## Passage shown
--*--

Restaurant

AirAsia Opens Restaurant In Kuala Lumpur

By Dave Simpson
AirAsia Opens Restaurant In Kuala Lumpur

AirAsia Group Bhd has opened a restaurant in Kuala Lumpur that features dishes based on its in-flight menu.

AirAsia group CEO Tony Fernandes is confident that the carrier's Southeast Asian fare will be popular with diners on the ground and is aiming to franchise the concept internationally, with a New York outlet being an ultimate goal.

"Our dream is to have one in Times Square," he said.

The opening of AirAsia's flagship Santan and T&CO restaurant at a mall in Kuala Lumpur marks the carrier's first foray into the retail food business.

The name "Santan" is taken from the coconut pulp milk that is a staple in Southeast Asian cooking.

ADVERTISEMENT

The general manager of Santan Restaurant and T&CO Café, Catherine Goh, said that 30% of the restaurant's menu comes from AirAsia's existing in-flight menu.

Goh said that a product development team of five chefs and culinary arts students took nine months to come up with the rest of the menu.

"For example, they would meet with our Philippines colleagues, who will shortlist the best restaurants where they will try the dishes and try to replicate the flavours," she told Reuters. "Once they've developed the product, they will send it to the Filipino team to get their feedback, whether it's authentic enough."

Additional Outlet Plans

AirAsia plans to open five outlets this year, and 100 over the next three to five years.

"We decided to own several restaurants, but the bigger business would be franchising, really, because we feel we want to harness young entrepreneurial talent around the region who would like to be part of this business," said Aireen Omar, group president of AirAsia's non-airline subsidiary, RedBeat Ventures.

--*--

## Supplied data
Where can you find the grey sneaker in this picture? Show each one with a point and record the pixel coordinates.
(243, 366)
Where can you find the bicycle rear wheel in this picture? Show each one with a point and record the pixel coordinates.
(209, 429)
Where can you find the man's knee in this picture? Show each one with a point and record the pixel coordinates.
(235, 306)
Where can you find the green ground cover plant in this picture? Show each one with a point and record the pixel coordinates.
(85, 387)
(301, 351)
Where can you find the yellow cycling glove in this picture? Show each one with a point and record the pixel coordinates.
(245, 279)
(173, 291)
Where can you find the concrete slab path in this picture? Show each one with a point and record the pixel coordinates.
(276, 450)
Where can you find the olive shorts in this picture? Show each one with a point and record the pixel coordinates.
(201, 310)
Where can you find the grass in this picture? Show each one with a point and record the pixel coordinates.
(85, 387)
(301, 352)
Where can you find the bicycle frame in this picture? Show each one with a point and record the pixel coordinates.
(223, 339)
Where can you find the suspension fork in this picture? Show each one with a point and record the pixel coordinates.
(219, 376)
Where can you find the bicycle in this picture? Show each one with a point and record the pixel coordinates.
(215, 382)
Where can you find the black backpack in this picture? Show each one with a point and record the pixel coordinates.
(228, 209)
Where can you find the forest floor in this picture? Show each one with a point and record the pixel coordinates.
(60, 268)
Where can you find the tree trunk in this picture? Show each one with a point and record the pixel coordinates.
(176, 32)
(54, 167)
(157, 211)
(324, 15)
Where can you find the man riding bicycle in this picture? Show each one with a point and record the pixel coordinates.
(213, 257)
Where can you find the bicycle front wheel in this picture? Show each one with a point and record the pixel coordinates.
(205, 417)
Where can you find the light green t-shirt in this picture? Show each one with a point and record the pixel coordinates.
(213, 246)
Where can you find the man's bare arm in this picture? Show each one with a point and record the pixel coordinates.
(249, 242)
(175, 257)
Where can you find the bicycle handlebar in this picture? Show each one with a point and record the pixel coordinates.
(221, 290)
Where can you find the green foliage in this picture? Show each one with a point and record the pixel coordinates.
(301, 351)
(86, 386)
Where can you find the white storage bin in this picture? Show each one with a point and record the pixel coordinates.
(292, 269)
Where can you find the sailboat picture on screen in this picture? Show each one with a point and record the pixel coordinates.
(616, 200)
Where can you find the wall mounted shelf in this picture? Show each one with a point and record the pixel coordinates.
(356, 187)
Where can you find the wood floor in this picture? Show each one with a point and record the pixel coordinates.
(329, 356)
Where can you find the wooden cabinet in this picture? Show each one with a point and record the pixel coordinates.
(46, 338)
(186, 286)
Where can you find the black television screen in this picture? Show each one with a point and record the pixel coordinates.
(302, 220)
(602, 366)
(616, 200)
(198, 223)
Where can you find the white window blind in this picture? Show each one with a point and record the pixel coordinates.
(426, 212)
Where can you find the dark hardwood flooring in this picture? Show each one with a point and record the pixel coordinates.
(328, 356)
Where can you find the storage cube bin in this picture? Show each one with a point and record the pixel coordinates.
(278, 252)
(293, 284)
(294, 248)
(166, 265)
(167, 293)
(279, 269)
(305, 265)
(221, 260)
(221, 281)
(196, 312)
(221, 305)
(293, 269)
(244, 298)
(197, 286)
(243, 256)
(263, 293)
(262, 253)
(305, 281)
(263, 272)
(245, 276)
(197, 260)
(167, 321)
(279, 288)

--*--

## Required tasks
**a)** According to the article on AirAsia's Kuala Lumpur restaurant, what share of the restaurant's menu comes from AirAsia's in-flight menu?
**b)** From the article on AirAsia's Kuala Lumpur restaurant, extract the passage starting at "The general manager" and ending at "to five years.".

## Task solutions
**a)** 30%

**b)**
The general manager of Santan Restaurant and T&CO Café, Catherine Goh, said that 30% of the restaurant's menu comes from AirAsia's existing in-flight menu.

Goh said that a product development team of five chefs and culinary arts students took nine months to come up with the rest of the menu.

"For example, they would meet with our Philippines colleagues, who will shortlist the best restaurants where they will try the dishes and try to replicate the flavours," she told Reuters. "Once they've developed the product, they will send it to the Filipino team to get their feedback, whether it's authentic enough."

Additional Outlet Plans

AirAsia plans to open five outlets this year, and 100 over the next three to five years.